Aangeleverde tekst ::

We zijn te bang voor conflicten in de politiek, vindt de filosofe Chantal Mouffe. ‘Zie je opponent niet als iemand met wie je het eens moet worden, maar ook niet als de vijand die je wilt vernietigen.’
Dit artikel is exclusief voor abonnees
‘Als we niet leren ruimte te bieden aan conflict, wordt onze democratie een begrip zonder inhoud’, zegt de Belgische politicologe en filosofe Chantal Mouffe. Ze schetst de gevolgen: waar gevestigde partijen ideologisch naar elkaar toe kruipen, zelfs liberalen en sociaal-democraten, blijven de flanken open voor populisme. Bovendien, in plaats van conflicten uit te vechten lijkt de enige oplossing bij onenigheid tegenwoordig om uit elkaar te gaan – zie bijvoorbeeld het referendum in Engeland over de EU.
Mouffe, als hoogleraar verbonden aan het Centre for the Study of Democracy aan de Universiteit van Westminster, werd bekend in de jaren negentig door haar kritiek op de consensus-democratie. Terugkijkend op de jaren van Blairs Third Way in Engeland, en het paarse gepolder in Nederland klinkt haar kritiek nu als overbekend en volkomen logisch – de poging om ‘voorbij links en rechts te denken’ maakte politiek te bestuurlijk, ideologisch lauw, en vervreemdde de burgers van de gevestigde politieke partijen.

Wat te doen ::
- A) Vat het artikel over Chantal Mouffe samen in twee zinnen.
- B) Ga verder met het artikel over Chantal Mouffe vanaf het punt waar het ophoudt.
De lijst heeft niets te maken met het artikel over Chantal Mouffe.

Items uit een gegevensbron ::
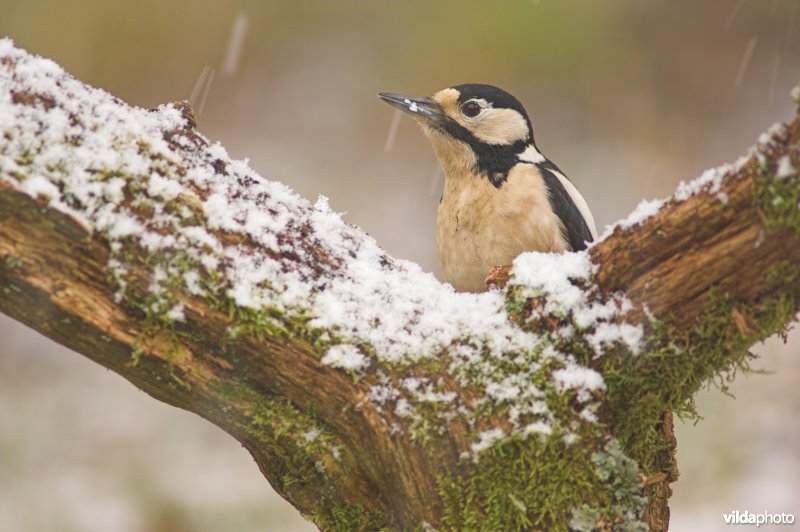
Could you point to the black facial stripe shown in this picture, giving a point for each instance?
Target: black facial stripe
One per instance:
(492, 160)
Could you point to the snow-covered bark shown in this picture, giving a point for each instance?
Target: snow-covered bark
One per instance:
(369, 393)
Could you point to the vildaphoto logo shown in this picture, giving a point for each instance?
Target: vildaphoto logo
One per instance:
(764, 518)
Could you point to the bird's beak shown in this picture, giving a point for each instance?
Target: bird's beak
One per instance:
(419, 107)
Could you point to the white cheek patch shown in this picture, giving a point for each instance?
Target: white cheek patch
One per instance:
(531, 155)
(498, 126)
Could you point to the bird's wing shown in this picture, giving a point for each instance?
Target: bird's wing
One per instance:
(569, 206)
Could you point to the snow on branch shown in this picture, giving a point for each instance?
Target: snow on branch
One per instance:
(254, 289)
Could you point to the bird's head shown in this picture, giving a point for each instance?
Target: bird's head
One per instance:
(480, 126)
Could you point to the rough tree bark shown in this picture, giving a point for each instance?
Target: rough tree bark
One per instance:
(126, 236)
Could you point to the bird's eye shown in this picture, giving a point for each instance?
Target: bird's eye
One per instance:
(471, 109)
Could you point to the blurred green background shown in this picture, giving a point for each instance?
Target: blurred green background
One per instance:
(628, 97)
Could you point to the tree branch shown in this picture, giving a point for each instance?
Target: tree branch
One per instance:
(369, 394)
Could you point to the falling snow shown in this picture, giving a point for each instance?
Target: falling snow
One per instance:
(298, 258)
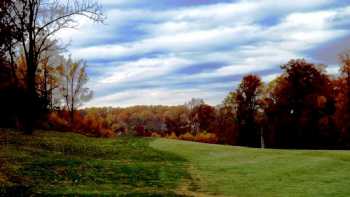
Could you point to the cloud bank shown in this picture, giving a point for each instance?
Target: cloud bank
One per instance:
(168, 52)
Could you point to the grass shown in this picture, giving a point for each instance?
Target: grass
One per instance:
(56, 164)
(238, 171)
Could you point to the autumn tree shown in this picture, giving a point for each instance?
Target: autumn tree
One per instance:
(37, 21)
(342, 85)
(247, 96)
(73, 85)
(301, 106)
(205, 117)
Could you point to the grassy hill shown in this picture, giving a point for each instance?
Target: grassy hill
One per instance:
(55, 164)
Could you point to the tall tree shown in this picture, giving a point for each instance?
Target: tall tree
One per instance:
(247, 96)
(37, 22)
(343, 99)
(73, 82)
(302, 105)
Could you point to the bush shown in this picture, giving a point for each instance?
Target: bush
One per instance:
(204, 137)
(172, 136)
(187, 136)
(155, 134)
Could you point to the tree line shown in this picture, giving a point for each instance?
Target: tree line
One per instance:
(304, 107)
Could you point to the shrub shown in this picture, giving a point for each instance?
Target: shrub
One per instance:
(172, 136)
(187, 136)
(204, 137)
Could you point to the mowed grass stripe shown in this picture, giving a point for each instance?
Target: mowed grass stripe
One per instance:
(239, 171)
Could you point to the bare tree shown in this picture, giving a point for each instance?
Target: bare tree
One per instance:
(73, 81)
(38, 21)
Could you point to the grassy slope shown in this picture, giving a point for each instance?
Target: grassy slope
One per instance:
(237, 171)
(52, 163)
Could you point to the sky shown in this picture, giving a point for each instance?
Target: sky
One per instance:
(165, 52)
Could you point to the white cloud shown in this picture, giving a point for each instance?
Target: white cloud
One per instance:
(232, 33)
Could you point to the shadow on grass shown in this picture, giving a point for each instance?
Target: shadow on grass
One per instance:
(56, 164)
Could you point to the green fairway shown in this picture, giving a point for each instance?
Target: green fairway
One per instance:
(56, 164)
(238, 171)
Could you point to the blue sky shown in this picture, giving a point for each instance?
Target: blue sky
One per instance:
(166, 52)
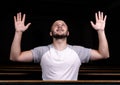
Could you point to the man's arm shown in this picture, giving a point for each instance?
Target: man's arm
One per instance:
(103, 50)
(16, 54)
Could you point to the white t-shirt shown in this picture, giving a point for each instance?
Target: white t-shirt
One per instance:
(60, 65)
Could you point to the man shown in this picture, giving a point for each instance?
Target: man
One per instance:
(59, 60)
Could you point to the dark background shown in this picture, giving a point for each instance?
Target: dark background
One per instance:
(76, 13)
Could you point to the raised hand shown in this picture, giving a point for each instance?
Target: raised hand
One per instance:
(100, 21)
(19, 22)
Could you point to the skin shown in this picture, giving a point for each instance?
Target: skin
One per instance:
(59, 27)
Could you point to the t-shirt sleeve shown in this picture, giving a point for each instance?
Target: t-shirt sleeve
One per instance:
(38, 53)
(83, 53)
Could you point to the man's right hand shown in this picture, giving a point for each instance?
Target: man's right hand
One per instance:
(19, 23)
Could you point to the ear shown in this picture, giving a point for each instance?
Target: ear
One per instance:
(50, 33)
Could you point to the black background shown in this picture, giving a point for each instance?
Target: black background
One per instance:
(76, 13)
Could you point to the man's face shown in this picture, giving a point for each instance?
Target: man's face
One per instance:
(59, 29)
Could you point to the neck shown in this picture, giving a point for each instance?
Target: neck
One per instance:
(60, 44)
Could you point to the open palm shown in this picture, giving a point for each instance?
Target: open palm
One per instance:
(19, 22)
(100, 21)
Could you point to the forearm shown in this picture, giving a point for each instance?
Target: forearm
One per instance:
(103, 44)
(16, 46)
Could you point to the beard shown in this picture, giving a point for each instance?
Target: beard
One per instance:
(57, 36)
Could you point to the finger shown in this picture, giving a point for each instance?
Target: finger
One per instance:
(28, 25)
(18, 16)
(14, 18)
(96, 17)
(23, 19)
(101, 15)
(105, 18)
(92, 23)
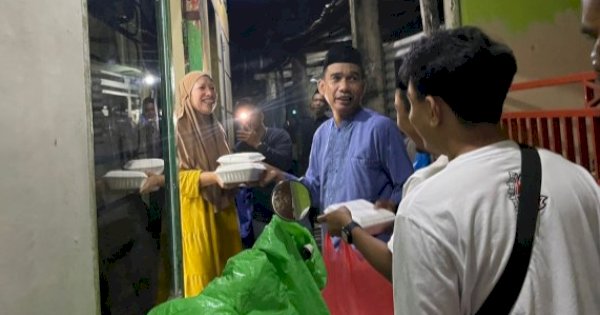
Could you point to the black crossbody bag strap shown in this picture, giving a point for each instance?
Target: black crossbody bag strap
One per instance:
(505, 292)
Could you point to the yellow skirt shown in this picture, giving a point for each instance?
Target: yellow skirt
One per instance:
(208, 238)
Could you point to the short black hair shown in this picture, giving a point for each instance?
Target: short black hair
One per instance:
(343, 53)
(463, 66)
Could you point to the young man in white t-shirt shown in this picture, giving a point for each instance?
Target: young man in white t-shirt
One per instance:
(377, 252)
(454, 233)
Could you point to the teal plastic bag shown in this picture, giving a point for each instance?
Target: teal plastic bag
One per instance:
(271, 278)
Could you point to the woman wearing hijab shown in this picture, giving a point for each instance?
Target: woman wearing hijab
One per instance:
(209, 224)
(209, 227)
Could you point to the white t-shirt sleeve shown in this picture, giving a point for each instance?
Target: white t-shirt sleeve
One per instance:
(425, 280)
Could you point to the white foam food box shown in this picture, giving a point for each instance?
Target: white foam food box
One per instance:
(125, 180)
(155, 166)
(243, 157)
(371, 219)
(240, 172)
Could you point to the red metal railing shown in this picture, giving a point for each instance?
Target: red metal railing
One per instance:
(574, 133)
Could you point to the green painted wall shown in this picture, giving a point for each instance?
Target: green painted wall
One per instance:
(194, 49)
(516, 15)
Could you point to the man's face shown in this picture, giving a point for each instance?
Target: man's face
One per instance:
(318, 105)
(343, 88)
(590, 25)
(404, 123)
(149, 111)
(248, 117)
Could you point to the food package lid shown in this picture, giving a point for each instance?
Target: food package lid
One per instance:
(244, 157)
(144, 164)
(240, 167)
(366, 215)
(125, 174)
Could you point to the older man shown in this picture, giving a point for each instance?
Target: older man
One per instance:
(358, 154)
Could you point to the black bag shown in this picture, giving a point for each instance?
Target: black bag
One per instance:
(504, 295)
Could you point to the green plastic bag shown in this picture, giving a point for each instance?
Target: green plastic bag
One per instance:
(271, 278)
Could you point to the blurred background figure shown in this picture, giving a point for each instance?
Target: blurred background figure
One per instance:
(254, 204)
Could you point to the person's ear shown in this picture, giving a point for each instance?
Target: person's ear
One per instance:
(434, 110)
(321, 88)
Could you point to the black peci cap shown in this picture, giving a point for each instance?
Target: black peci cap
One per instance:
(342, 54)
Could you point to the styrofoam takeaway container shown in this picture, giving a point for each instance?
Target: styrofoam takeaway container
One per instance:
(243, 157)
(125, 180)
(240, 172)
(371, 219)
(155, 166)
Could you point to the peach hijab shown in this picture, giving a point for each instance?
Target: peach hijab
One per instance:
(200, 140)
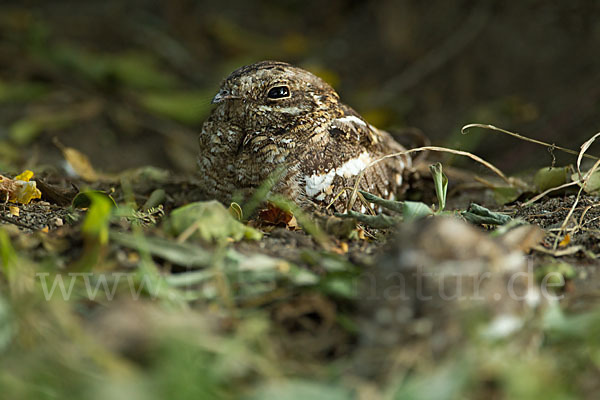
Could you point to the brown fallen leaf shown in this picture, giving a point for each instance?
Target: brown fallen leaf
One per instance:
(273, 215)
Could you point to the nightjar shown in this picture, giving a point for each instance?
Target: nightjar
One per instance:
(272, 115)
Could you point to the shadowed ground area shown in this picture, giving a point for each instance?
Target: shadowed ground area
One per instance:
(121, 279)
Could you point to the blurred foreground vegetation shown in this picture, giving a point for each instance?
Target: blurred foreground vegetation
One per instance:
(124, 299)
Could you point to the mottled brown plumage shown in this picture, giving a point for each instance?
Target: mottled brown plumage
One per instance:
(272, 114)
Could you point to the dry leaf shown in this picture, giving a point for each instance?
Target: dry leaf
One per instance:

Antwoorden op volgorde ::
- A) Mouffe waarschuwt dat de democratie een begrip zonder inhoud wordt als er geen ruimte is voor conflict, omdat gevestigde partijen die ideologisch naar elkaar toe kruipen de flanken openlaten voor populisme en onenigheid nu vaak wordt opgelost door uit elkaar te gaan, zoals bij het Engelse referendum over de EU. Ze werd in de jaren negentig bekend door haar kritiek op de consensus-democratie, waarvan de poging om voorbij links en rechts te denken de politiek te bestuurlijk en ideologisch lauw maakte en de burgers vervreemdde van de gevestigde partijen.

- B)
Maar vindt Mouffe niet dat die jaren inmiddels ver achter ons liggen? Het verschil mag er toch weer zijn? Tegenwoordig erkennen Rutte en Samson dat ze het niet met elkaar eens zijn, en zoeken ze geen consensus – ze ruilen standpunten uit om tot een regeerakkoord te komen. En onze zuiderburen proberen niet langer koste wat kost Vlaanderen en Wallonië bij elkaar te houden. Erkennen de Belgen niet simpelweg dat hun verschillen onoverbrugbaar zijn?
Voor Mouffe liggen de zaken precies andersom. ‘Uitruilen van standpunten is juist de zoveelste manier om conflicten te voorkomen. Het vervangt politieke strijd door een bij uitstek economische methode: ruilhandel. En in België is er niet te veel, maar juist te weinig conflict.’
Hoezo is er in België te weinig conflict? Het land dreigt juist uit elkaar te vallen.
‘In België is alles juist helemaal verdeeld, zodat er geen plaats is om de onderlinge conflicten uit te vechten. De Vlamingen en de Walen hebben nauwelijks gezamenlijke politieke instituties. Je kunt als Vlaming nooit voor een Waal stemmen of omgekeerd. Het onderwijs, de media, de hele publieke sfeer is verdeeld. Dus je kunt nog nauwelijks met elkaar discussiëren. Ik verwacht niet dat de Belgen het met elkaar eens zullen worden. Maar je moet ook een plek hebben om dingen met elkaar uit te vechten. Het conflict zal er niet verdwijnen, maar er zijn verschillende manieren om ermee om te gaan. En juist als die plaats er niet is, zul je de verschillen als totaal onverenigbaar zien.’
Als de conflicten worden uitgevochten, kunnen ze escaleren. Dat is toch gevaarlijk?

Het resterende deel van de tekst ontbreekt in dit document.